Задачи:
A - Какой акт назван в тексте о Манифесте и Основных государственных законах первой российской конституцией?
B - Продолжите текст о Манифесте и Основных государственных законах с того места, на котором он заканчивается.

Что же до дворцовых сфер, то там активно муссировались слухи, будто Манифест был вырван у царя чуть ли не силой. Однако никакой даже самый мягкотелый монарх не пошел бы на самоограничение своей власти, не будь вынужден к тому обстоятельствами глубинного революционно значимого порядка (точно так же, как через десяток лет и на отречение от престола). “Россия, — писал С.Ю. Витте, — переросла формулу существующего строя и стремится к строю правовому на основе гражданской свободы”2.

 

1 Троцкий Л.Д. Моя жизнь. Опыт автобиографии. Том [. М., “Панорама”,     1991. Гл. 14 “1905 год”.

2 Витте С.Ю. Воспоминания. Т. III. Гл. 52. М., 1960.

 

Расходились и во взглядах на Манифест в плане признания или непризнания за ним значения Конституции российского государства. Ближе к истине, думается, были те государственные деятели и ученые, которые, отдавая должное рубежной общественно-политической значимости документа, видели в нем “высочайшую” программу действий властей по незамедлительному обновлению законодательства в духе и букве дарованных либерально-демократических вольностей. Первой российской конституцией можно считать, скорее, Основные государственные законы в редакции от 23 апреля 1906 г. Они составили первый раздел Свода Основных государственных законов, включенного, в свою очередь, в качестве самостоятельной части в первый том Свода законов Российской Империи издания того же 1906 г. По целому ряду своих характеристик он действительно отвечал требованиям конституционного акта, т. е. документа, нацеленного на урегулирование коренных общественных отношений, выстраивающего упорядоченную систему государственно-властных учреждений, наделенного высшей юридической силой. В Свод были инкорпорированы (или развиты, конкретизированы) основополагающие установления Манифеста, а также целого ряда крупных правовых актов, в том числе: “Учреждение Государственной Думы” от 20 февраля 1906 г., “Учреждение Государственного Совета” от 23 апреля 1906 г., “Правила о порядке рассмотрения государственной росписи доходов и расходов” от 8 марта 1906 г. и др.1

 

1 Не только в исторической, но даже в юридической нашей литературе далеко не всегда проводится четкое различение между Основными государственными законами и Сводом Основных государственных законов, тогда как делать это необходимо и силу неодинаковой юридической природы означенных актов. Если Основные государственные законы - акт правотворчества российского монарха, то Свод Основных государственных законов - лишь результат систематизации действующего законодательства уполномоченными на то государственными органами. На это справедливо обращается внимание в капитальном труде но российскому законодательству Х-ХХ вв. - Т. IX “Законодательство эпохи буржуазно-демократических революций”. М„ 1984. С. 42-44.

Записанные данные:
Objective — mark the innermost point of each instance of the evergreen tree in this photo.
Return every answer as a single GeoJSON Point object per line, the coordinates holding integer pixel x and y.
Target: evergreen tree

Ответы:
A - Основные государственные законы в редакции от 23 апреля 1906 г.

B -
В главе второй Основных государственных законов (соответственно восьмой главе Свода государственных законов), озаглавленной “О правах и обязанностях Российских подданных”, — правовой статус личности представлен в следующих скупых установлениях 15-ти статей: об обязанностях защиты Престола и Отечества, выплаты налогов и пошлин, отбытия повинностей; о неприкосновенности жилища и собственности, личной безопасности (в смысле презумпции невиновности без прямого использования этого термина); о свободах выбора места жительства, занятий и вере; о правах устраивать собрания, высказывать устно и письменно свои мысли, образовывать общества и союзы (ст. 27-41). В главу не включены избирательные права, но дарование их населению империи было закреплено целым рядом законоположений о выборах в Государственную Думу и Государственный Совет. Например, законами от 11 декабря 1905 г., от 3 июня 1907 г. и др. — правда, весьма консервативными и путаными по своим установлениям (избирательное право не было ни всеобщим, ни равным, ни прямым).

Государственная Дума (парламент) была учреждена, избрана и приступила к работе 26 апреля 1906 г. (Речь в данном случае идет о Думе как таковой безотносительно к тому или иному ее созыву, которых, как известно, состоялось четыре при общем законо-положеннном сроке легислатур в 20 лет, но прерванном на 12-м году.) Ее ведение составляли “предметы, требующие издания законов”, “государственная роспись доходов и расходов”, “отчет государственного контроля по исполнению государственной росписи”, “дела, вносимые на рассмотрение Думы по особым высочайшим повелениям” и др.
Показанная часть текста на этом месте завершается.